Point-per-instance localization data

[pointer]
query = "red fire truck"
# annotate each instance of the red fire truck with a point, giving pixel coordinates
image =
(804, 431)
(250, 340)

→ WHAT THIS TASK INVOLVES: All the lines that hold the word "fire" must appear in the answer, copied from the records.

→ RESULT BELOW:
query = "red fire truck"
# annotate each instance of the red fire truck with a point, giving pixel coordinates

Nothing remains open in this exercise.